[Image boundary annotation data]
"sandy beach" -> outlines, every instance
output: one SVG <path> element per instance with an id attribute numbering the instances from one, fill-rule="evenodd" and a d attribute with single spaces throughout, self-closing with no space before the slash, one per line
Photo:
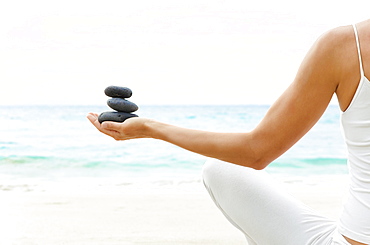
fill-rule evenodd
<path id="1" fill-rule="evenodd" d="M 307 205 L 338 218 L 345 176 L 277 179 Z M 0 244 L 246 244 L 200 179 L 153 185 L 1 183 L 0 198 Z"/>

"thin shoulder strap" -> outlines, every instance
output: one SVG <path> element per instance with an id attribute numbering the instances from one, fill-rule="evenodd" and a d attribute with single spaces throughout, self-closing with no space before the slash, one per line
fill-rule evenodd
<path id="1" fill-rule="evenodd" d="M 356 44 L 357 44 L 357 52 L 358 52 L 358 60 L 360 62 L 360 71 L 361 71 L 361 77 L 364 76 L 364 68 L 362 67 L 362 58 L 361 58 L 361 49 L 360 49 L 360 41 L 358 40 L 358 33 L 356 25 L 353 24 L 353 29 L 355 31 L 356 36 Z"/>

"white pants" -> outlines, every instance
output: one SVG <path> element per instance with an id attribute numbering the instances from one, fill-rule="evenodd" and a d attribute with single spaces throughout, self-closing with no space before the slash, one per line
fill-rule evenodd
<path id="1" fill-rule="evenodd" d="M 264 171 L 209 159 L 203 182 L 249 245 L 350 245 L 334 221 L 279 189 Z"/>

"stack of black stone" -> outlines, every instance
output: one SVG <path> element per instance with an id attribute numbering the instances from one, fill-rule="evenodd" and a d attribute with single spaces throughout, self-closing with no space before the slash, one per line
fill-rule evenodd
<path id="1" fill-rule="evenodd" d="M 107 101 L 107 104 L 115 111 L 106 111 L 101 113 L 98 117 L 100 123 L 105 121 L 124 122 L 128 118 L 137 117 L 137 115 L 132 112 L 137 111 L 139 107 L 135 103 L 126 100 L 132 96 L 131 89 L 119 86 L 109 86 L 104 90 L 104 93 L 107 96 L 112 97 Z"/>

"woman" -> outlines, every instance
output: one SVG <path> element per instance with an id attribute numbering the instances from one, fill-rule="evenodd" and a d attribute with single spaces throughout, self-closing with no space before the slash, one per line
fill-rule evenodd
<path id="1" fill-rule="evenodd" d="M 360 46 L 361 45 L 361 46 Z M 322 35 L 293 83 L 247 133 L 179 128 L 144 118 L 99 124 L 116 140 L 160 139 L 210 160 L 203 180 L 216 205 L 248 244 L 370 244 L 370 20 Z M 270 183 L 264 169 L 319 120 L 336 94 L 348 147 L 350 188 L 339 223 L 315 213 Z"/>

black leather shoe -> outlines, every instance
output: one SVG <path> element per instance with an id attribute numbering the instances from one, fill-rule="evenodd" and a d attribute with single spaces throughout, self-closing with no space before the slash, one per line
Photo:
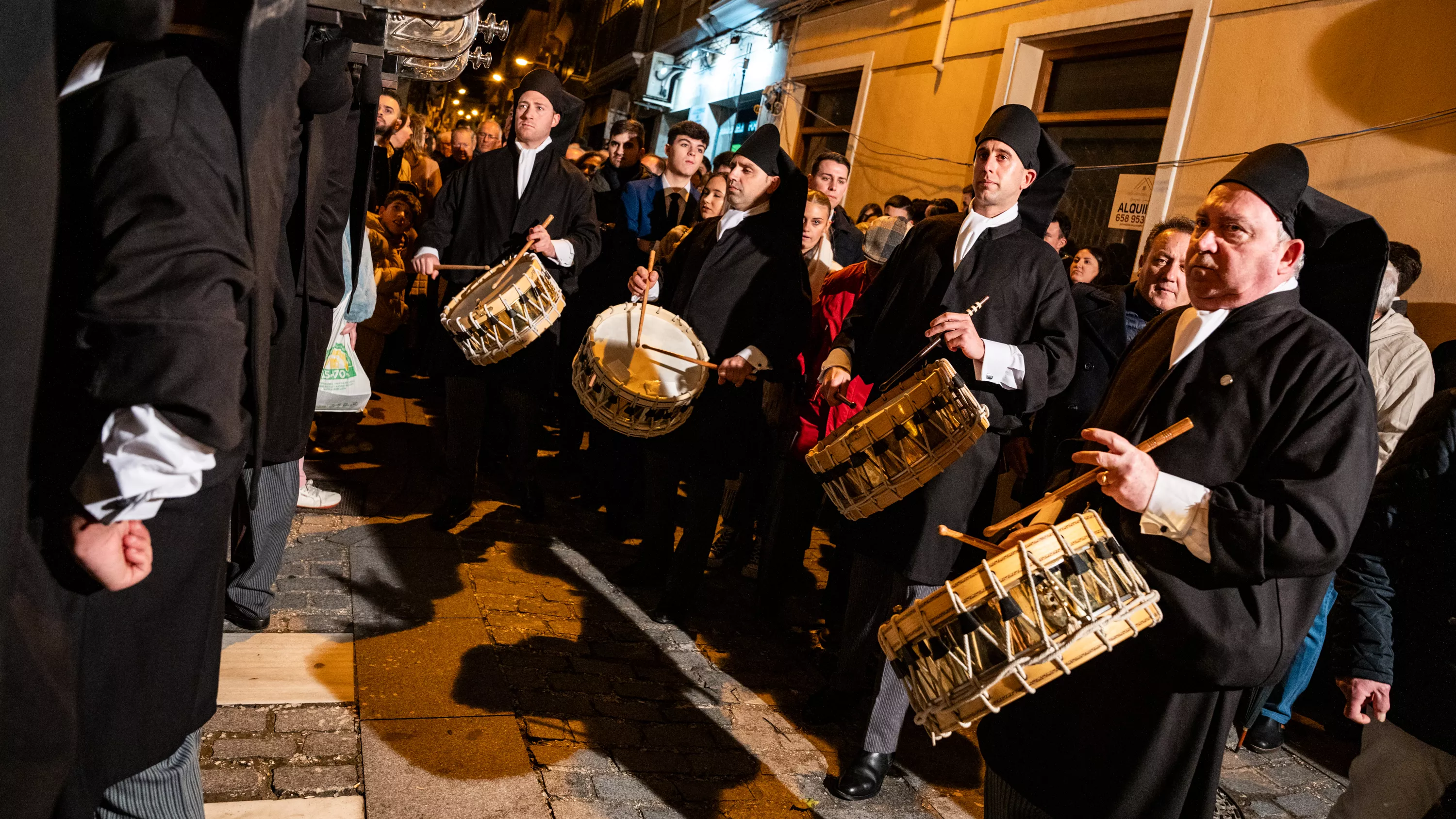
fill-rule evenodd
<path id="1" fill-rule="evenodd" d="M 530 524 L 546 519 L 546 492 L 534 480 L 521 487 L 521 518 Z"/>
<path id="2" fill-rule="evenodd" d="M 894 758 L 894 754 L 860 751 L 859 758 L 839 774 L 834 784 L 828 786 L 828 791 L 849 802 L 878 796 L 879 788 L 885 784 L 885 771 L 890 770 L 890 762 Z"/>
<path id="3" fill-rule="evenodd" d="M 804 703 L 804 722 L 808 724 L 826 724 L 844 719 L 855 698 L 843 691 L 821 688 L 810 695 Z"/>
<path id="4" fill-rule="evenodd" d="M 233 601 L 223 604 L 223 618 L 243 631 L 262 631 L 264 628 L 268 628 L 268 623 L 272 621 L 271 614 L 261 620 L 256 617 L 248 617 L 243 614 L 243 610 L 233 605 Z"/>
<path id="5" fill-rule="evenodd" d="M 1284 726 L 1259 714 L 1243 736 L 1243 746 L 1255 754 L 1273 754 L 1284 746 Z"/>
<path id="6" fill-rule="evenodd" d="M 437 532 L 448 531 L 467 516 L 470 516 L 470 499 L 451 498 L 430 515 L 430 528 Z"/>

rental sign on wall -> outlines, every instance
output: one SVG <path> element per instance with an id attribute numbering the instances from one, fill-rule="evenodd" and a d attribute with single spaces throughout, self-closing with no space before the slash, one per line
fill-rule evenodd
<path id="1" fill-rule="evenodd" d="M 1117 193 L 1112 195 L 1112 215 L 1108 227 L 1120 230 L 1143 230 L 1147 218 L 1147 202 L 1153 198 L 1153 175 L 1117 175 Z"/>

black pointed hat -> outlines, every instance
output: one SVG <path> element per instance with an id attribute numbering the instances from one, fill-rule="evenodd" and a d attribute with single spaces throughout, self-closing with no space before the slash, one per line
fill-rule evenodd
<path id="1" fill-rule="evenodd" d="M 786 173 L 796 173 L 798 166 L 789 159 L 789 154 L 783 153 L 780 147 L 779 127 L 772 122 L 767 125 L 760 125 L 757 131 L 748 134 L 743 145 L 738 148 L 738 156 L 753 161 L 753 164 L 763 169 L 769 176 L 785 176 Z"/>
<path id="2" fill-rule="evenodd" d="M 1213 186 L 1242 185 L 1264 199 L 1284 230 L 1305 241 L 1299 301 L 1366 358 L 1370 321 L 1389 247 L 1374 217 L 1309 186 L 1309 160 L 1275 143 L 1243 157 Z"/>
<path id="3" fill-rule="evenodd" d="M 1021 163 L 1037 172 L 1031 188 L 1021 192 L 1016 207 L 1021 224 L 1041 236 L 1057 214 L 1057 205 L 1072 182 L 1076 163 L 1054 143 L 1037 121 L 1037 115 L 1025 105 L 1003 105 L 992 112 L 990 119 L 976 135 L 976 144 L 999 140 L 1010 145 Z"/>

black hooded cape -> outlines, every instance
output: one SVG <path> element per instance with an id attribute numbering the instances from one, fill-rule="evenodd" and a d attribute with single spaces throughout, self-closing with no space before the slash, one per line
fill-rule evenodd
<path id="1" fill-rule="evenodd" d="M 446 179 L 440 195 L 435 196 L 435 212 L 419 231 L 418 244 L 440 250 L 440 260 L 446 265 L 495 265 L 520 252 L 530 228 L 552 215 L 555 218 L 546 228 L 547 233 L 552 239 L 571 241 L 575 257 L 569 268 L 558 265 L 555 259 L 545 256 L 540 259 L 556 282 L 563 284 L 574 269 L 590 265 L 601 247 L 591 186 L 585 175 L 565 160 L 566 143 L 577 134 L 581 121 L 582 102 L 562 90 L 556 76 L 543 68 L 531 71 L 521 80 L 515 89 L 517 99 L 529 90 L 543 93 L 561 113 L 561 122 L 550 131 L 550 144 L 536 154 L 526 192 L 521 196 L 515 195 L 515 163 L 520 148 L 515 145 L 513 121 L 505 147 L 476 156 Z M 441 271 L 441 276 L 448 281 L 446 301 L 479 273 L 480 271 Z M 446 374 L 480 375 L 491 368 L 524 367 L 511 361 L 536 346 L 555 348 L 558 324 L 552 324 L 546 337 L 536 339 L 526 351 L 489 367 L 470 364 L 451 340 L 441 337 Z M 577 340 L 579 339 L 568 339 L 566 343 Z M 530 361 L 536 361 L 537 355 L 545 352 L 531 352 Z M 545 361 L 543 367 L 549 369 L 549 358 Z"/>
<path id="2" fill-rule="evenodd" d="M 1383 266 L 1383 250 L 1354 250 Z M 1310 257 L 1299 291 L 1232 308 L 1172 369 L 1178 317 L 1192 307 L 1158 316 L 1088 420 L 1139 442 L 1192 419 L 1192 431 L 1152 457 L 1211 490 L 1211 560 L 1143 534 L 1142 515 L 1098 490 L 1069 499 L 1069 509 L 1101 509 L 1162 595 L 1165 621 L 981 723 L 986 764 L 1051 815 L 1211 816 L 1241 690 L 1275 684 L 1299 652 L 1376 471 L 1366 365 L 1300 292 L 1331 276 L 1338 268 Z M 1026 742 L 1044 732 L 1059 740 Z M 1056 787 L 1047 770 L 1059 772 Z"/>
<path id="3" fill-rule="evenodd" d="M 1010 140 L 1026 143 L 1025 135 L 1005 134 L 1005 125 L 997 127 L 999 118 L 1005 118 L 1002 111 L 992 116 L 980 138 L 1005 137 L 1013 147 L 1018 143 Z M 1040 134 L 1034 116 L 1031 124 Z M 1038 137 L 1031 144 L 1051 143 Z M 1053 202 L 1054 208 L 1066 185 L 1060 179 L 1050 173 L 1038 176 L 1022 199 L 1032 202 L 1032 209 L 1044 202 Z M 1050 212 L 1045 217 L 1050 220 Z M 836 348 L 850 353 L 853 372 L 882 391 L 893 387 L 884 380 L 926 345 L 925 330 L 936 316 L 964 313 L 990 297 L 976 314 L 977 332 L 984 339 L 1015 345 L 1025 358 L 1021 388 L 1006 390 L 978 381 L 976 362 L 965 355 L 943 348 L 933 352 L 932 358 L 946 358 L 955 365 L 977 400 L 990 409 L 992 434 L 920 490 L 846 528 L 846 541 L 858 551 L 903 572 L 911 582 L 927 585 L 943 582 L 961 554 L 961 543 L 942 537 L 939 525 L 960 531 L 978 528 L 961 530 L 968 527 L 1000 452 L 996 432 L 1018 429 L 1048 397 L 1060 393 L 1072 381 L 1077 351 L 1077 314 L 1067 273 L 1056 250 L 1041 240 L 1045 223 L 1028 227 L 1026 217 L 1018 217 L 987 228 L 955 266 L 955 240 L 965 218 L 965 214 L 942 214 L 916 224 L 855 303 L 834 339 Z"/>
<path id="4" fill-rule="evenodd" d="M 756 346 L 772 368 L 760 378 L 795 380 L 810 320 L 808 271 L 799 253 L 808 180 L 779 147 L 773 125 L 754 131 L 738 154 L 779 177 L 769 209 L 745 217 L 721 239 L 722 217 L 697 223 L 662 273 L 658 304 L 687 321 L 709 361 Z M 751 428 L 760 396 L 754 381 L 734 387 L 709 378 L 693 416 L 657 445 L 693 447 L 709 468 L 735 471 L 750 452 L 734 442 Z"/>

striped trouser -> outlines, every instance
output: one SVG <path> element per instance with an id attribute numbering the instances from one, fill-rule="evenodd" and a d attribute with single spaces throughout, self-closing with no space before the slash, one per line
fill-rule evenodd
<path id="1" fill-rule="evenodd" d="M 202 819 L 201 730 L 156 765 L 106 788 L 96 819 Z"/>

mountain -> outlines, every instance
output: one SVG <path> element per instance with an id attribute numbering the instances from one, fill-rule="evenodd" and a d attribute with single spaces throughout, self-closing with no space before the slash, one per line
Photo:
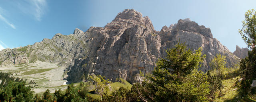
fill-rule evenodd
<path id="1" fill-rule="evenodd" d="M 66 67 L 65 78 L 72 82 L 94 73 L 112 81 L 122 78 L 134 83 L 141 81 L 140 71 L 150 73 L 158 58 L 166 56 L 164 50 L 179 40 L 193 50 L 202 47 L 206 58 L 198 70 L 204 72 L 217 54 L 226 56 L 228 67 L 240 60 L 213 38 L 210 28 L 189 19 L 157 31 L 148 17 L 126 9 L 104 27 L 91 27 L 85 32 L 76 29 L 73 34 L 57 34 L 32 45 L 3 50 L 0 64 L 49 62 Z"/>
<path id="2" fill-rule="evenodd" d="M 233 54 L 239 58 L 243 59 L 248 56 L 248 51 L 249 50 L 250 50 L 247 48 L 241 48 L 238 45 L 236 45 L 236 50 Z"/>

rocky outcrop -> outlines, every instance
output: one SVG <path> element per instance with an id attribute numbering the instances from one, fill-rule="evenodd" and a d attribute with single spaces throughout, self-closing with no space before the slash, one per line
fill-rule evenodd
<path id="1" fill-rule="evenodd" d="M 236 50 L 233 54 L 239 58 L 243 59 L 248 56 L 248 51 L 249 50 L 250 50 L 247 48 L 241 48 L 238 45 L 236 45 Z"/>
<path id="2" fill-rule="evenodd" d="M 202 54 L 206 57 L 199 69 L 205 72 L 210 69 L 209 63 L 217 54 L 226 56 L 228 67 L 232 67 L 239 61 L 228 48 L 213 38 L 210 28 L 198 25 L 189 19 L 180 19 L 178 23 L 171 25 L 169 28 L 164 26 L 158 34 L 161 37 L 162 56 L 166 56 L 164 50 L 174 47 L 179 40 L 186 42 L 188 48 L 194 50 L 202 47 Z"/>
<path id="3" fill-rule="evenodd" d="M 213 38 L 209 28 L 189 19 L 165 26 L 158 32 L 148 17 L 126 9 L 104 27 L 91 27 L 85 32 L 76 29 L 73 34 L 57 34 L 32 45 L 3 50 L 0 62 L 2 65 L 36 60 L 58 63 L 67 67 L 66 78 L 72 82 L 94 73 L 112 81 L 122 78 L 134 83 L 142 80 L 140 72 L 150 73 L 158 58 L 166 56 L 164 50 L 179 40 L 193 50 L 202 48 L 206 58 L 199 70 L 208 70 L 208 62 L 218 53 L 227 56 L 227 66 L 239 60 Z"/>
<path id="4" fill-rule="evenodd" d="M 40 60 L 69 66 L 74 63 L 74 59 L 82 57 L 82 54 L 87 53 L 84 33 L 76 29 L 73 34 L 66 36 L 57 34 L 52 39 L 44 38 L 32 45 L 3 49 L 0 51 L 0 64 L 17 65 Z"/>

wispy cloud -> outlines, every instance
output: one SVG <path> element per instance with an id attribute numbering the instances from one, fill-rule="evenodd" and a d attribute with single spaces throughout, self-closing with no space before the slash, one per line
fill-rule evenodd
<path id="1" fill-rule="evenodd" d="M 16 29 L 15 26 L 14 26 L 14 25 L 12 23 L 10 23 L 5 17 L 4 17 L 4 16 L 2 15 L 2 13 L 4 13 L 5 11 L 5 10 L 4 10 L 3 9 L 1 8 L 1 7 L 0 7 L 0 19 L 4 21 L 6 23 L 6 24 L 12 27 L 12 28 L 14 29 Z"/>
<path id="2" fill-rule="evenodd" d="M 8 46 L 6 45 L 4 43 L 0 40 L 0 51 L 2 50 L 3 49 L 8 48 Z"/>
<path id="3" fill-rule="evenodd" d="M 41 21 L 41 17 L 44 13 L 44 9 L 46 8 L 46 2 L 45 0 L 30 0 L 35 8 L 36 12 L 34 14 L 38 21 Z"/>
<path id="4" fill-rule="evenodd" d="M 17 1 L 19 9 L 23 12 L 34 16 L 38 21 L 41 21 L 42 16 L 47 10 L 46 0 L 25 0 Z"/>

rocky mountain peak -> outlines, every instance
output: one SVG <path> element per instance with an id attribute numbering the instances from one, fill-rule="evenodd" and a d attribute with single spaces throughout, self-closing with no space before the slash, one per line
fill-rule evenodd
<path id="1" fill-rule="evenodd" d="M 209 28 L 206 28 L 204 25 L 199 25 L 195 22 L 191 21 L 189 18 L 180 19 L 178 21 L 178 23 L 171 25 L 169 28 L 172 29 L 174 32 L 179 30 L 192 31 L 207 37 L 213 38 L 211 29 Z"/>
<path id="2" fill-rule="evenodd" d="M 148 29 L 155 32 L 148 17 L 142 17 L 141 13 L 133 9 L 126 9 L 122 12 L 120 12 L 112 22 L 108 23 L 104 27 L 111 29 L 120 28 L 124 29 L 136 25 L 144 26 Z"/>
<path id="3" fill-rule="evenodd" d="M 84 32 L 81 30 L 78 29 L 78 28 L 76 28 L 75 30 L 74 31 L 74 33 L 73 34 L 76 35 L 80 35 L 84 34 Z"/>
<path id="4" fill-rule="evenodd" d="M 141 13 L 135 11 L 133 9 L 126 9 L 122 12 L 120 12 L 116 15 L 115 19 L 140 19 L 142 18 Z"/>
<path id="5" fill-rule="evenodd" d="M 91 73 L 114 81 L 122 78 L 139 82 L 140 72 L 151 73 L 158 59 L 166 56 L 165 50 L 179 40 L 192 50 L 202 48 L 206 57 L 198 70 L 209 69 L 209 62 L 217 54 L 226 56 L 227 67 L 238 63 L 238 58 L 213 38 L 209 28 L 186 19 L 157 32 L 148 17 L 126 9 L 104 27 L 91 27 L 85 32 L 76 28 L 73 34 L 57 34 L 31 46 L 3 50 L 0 65 L 40 60 L 66 67 L 65 79 L 73 83 Z"/>
<path id="6" fill-rule="evenodd" d="M 247 48 L 241 48 L 238 45 L 236 45 L 236 50 L 233 52 L 233 54 L 236 56 L 238 58 L 242 59 L 245 58 L 248 56 L 248 51 L 250 50 Z"/>

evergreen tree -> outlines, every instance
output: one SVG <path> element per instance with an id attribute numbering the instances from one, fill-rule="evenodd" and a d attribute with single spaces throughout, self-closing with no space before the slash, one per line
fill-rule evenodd
<path id="1" fill-rule="evenodd" d="M 193 52 L 179 42 L 166 50 L 167 56 L 158 62 L 152 74 L 146 75 L 141 85 L 132 88 L 133 91 L 137 91 L 143 101 L 207 101 L 210 91 L 207 77 L 196 70 L 205 57 L 201 51 L 200 48 Z"/>

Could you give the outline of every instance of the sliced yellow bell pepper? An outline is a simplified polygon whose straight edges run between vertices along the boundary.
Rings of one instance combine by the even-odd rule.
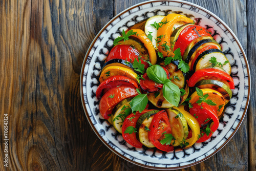
[[[221,115],[224,109],[225,99],[222,95],[219,92],[211,89],[202,89],[203,95],[208,94],[208,96],[206,99],[211,100],[216,104],[216,110],[217,111],[217,116]],[[189,103],[195,103],[199,100],[199,96],[197,92],[194,92],[191,95],[191,99],[189,100]]]
[[[193,23],[193,20],[184,15],[175,13],[168,14],[162,20],[161,22],[164,24],[158,29],[157,37],[158,38],[161,37],[161,41],[159,40],[160,41],[158,43],[158,48],[163,56],[171,56],[174,55],[171,50],[170,38],[174,24],[179,22],[189,23]],[[168,47],[169,50],[167,47]]]
[[[157,54],[151,40],[147,38],[146,33],[142,30],[135,29],[133,29],[133,32],[137,32],[137,33],[131,36],[138,38],[143,43],[144,46],[147,50],[150,56],[150,61],[152,65],[155,65],[157,63]],[[145,59],[147,60],[147,59]]]
[[[184,109],[184,105],[182,104],[179,107],[174,106],[173,108],[179,110],[185,117],[187,124],[192,131],[192,137],[186,140],[186,142],[189,143],[186,147],[193,145],[198,140],[198,135],[200,134],[200,126],[198,121],[191,114],[186,111]]]
[[[132,69],[129,69],[120,66],[109,66],[105,68],[101,72],[99,76],[99,82],[101,82],[108,78],[114,75],[125,76],[134,80],[136,83],[138,82],[138,75]]]

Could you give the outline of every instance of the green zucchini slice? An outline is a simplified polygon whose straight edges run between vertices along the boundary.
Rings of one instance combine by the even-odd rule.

Given request: What are the lines from the one with "Could you give the outline of every instance of the green" through the last line of the records above? Quote them exactly and add nothing.

Task solution:
Could you give the outline of every instance of the green zucchini slice? An outline is a simplified polygon whose straight edges run between vertices along the boundary.
Rings of one instance combine by the even-odd rule.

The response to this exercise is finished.